__EXERCISE__
Copy the entries below word for word. Begin at their first line and stop after the line that contains "0,412,612,600".

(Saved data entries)
----

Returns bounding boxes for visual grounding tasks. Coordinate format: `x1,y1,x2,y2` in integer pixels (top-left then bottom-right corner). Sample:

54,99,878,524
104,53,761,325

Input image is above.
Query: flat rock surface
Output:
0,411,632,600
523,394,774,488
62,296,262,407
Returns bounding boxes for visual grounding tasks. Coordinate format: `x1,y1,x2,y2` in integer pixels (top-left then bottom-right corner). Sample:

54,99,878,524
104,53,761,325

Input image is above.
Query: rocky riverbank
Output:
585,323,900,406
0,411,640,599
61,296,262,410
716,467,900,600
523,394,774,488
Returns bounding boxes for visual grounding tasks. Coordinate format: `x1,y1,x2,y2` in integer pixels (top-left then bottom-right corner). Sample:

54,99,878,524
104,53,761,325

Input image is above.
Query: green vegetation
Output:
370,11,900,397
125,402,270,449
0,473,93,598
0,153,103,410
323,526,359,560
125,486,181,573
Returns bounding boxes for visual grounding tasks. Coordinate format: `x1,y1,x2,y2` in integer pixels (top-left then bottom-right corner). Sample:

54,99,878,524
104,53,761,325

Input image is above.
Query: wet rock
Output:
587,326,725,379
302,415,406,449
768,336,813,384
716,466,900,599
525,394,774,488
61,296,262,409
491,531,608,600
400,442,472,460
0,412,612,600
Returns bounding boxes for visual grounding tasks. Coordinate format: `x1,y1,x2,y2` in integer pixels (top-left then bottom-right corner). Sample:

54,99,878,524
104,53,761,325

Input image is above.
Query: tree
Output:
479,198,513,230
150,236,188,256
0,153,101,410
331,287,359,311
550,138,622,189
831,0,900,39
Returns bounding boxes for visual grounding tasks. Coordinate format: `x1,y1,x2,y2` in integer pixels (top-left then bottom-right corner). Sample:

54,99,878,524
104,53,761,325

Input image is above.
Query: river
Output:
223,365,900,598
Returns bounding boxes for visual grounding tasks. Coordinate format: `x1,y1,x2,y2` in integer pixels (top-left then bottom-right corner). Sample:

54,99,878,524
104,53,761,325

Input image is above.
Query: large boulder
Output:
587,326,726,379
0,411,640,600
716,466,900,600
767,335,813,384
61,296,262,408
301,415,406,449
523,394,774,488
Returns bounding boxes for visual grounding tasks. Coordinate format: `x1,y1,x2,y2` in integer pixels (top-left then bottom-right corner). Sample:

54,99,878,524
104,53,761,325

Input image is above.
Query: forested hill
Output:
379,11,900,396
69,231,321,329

----

__EXERCISE RESPONSE__
Returns bounding boxes for visual grounding tasks. Coordinate format: `x1,y1,x2,y2` in integer pixels (top-left then bottom-right corner). Sample:

54,99,878,524
104,53,761,325

Input image is above.
Query: flat rock surface
Output:
0,411,632,600
523,394,774,488
62,296,262,407
Returns bounding boxes for visual grounding tasks. Coordinate format: `x1,y1,x2,y2` in integer pixels (top-left then bottom-right corner). Sample:

54,99,878,524
104,53,761,325

Input image is above.
Query: rocky riverbank
Output:
585,323,900,406
0,411,640,599
61,296,262,410
716,467,900,600
523,394,774,488
Returns bounding boxes for visual grounding tasks. Coordinate format: `x1,y1,x2,y2` in integer pixels (top-left then bottom-right corner). Sample:

54,99,878,524
104,53,761,325

Input image is above.
Query: green vegetation
Output:
370,11,900,397
125,402,270,449
0,473,93,598
0,153,103,410
323,526,359,560
125,486,181,573
Returns bounding boxes for visual grounding tasks. Coordinate format: `x1,y1,x2,y2` in integer pixels (top-left then bottom-right corner). Sample:

54,99,878,524
104,53,761,325

Input image is above.
Query: wet rock
Output:
587,326,725,379
302,415,406,449
768,336,813,384
716,466,900,599
525,394,774,488
61,296,262,409
491,531,608,600
400,442,472,460
0,412,612,600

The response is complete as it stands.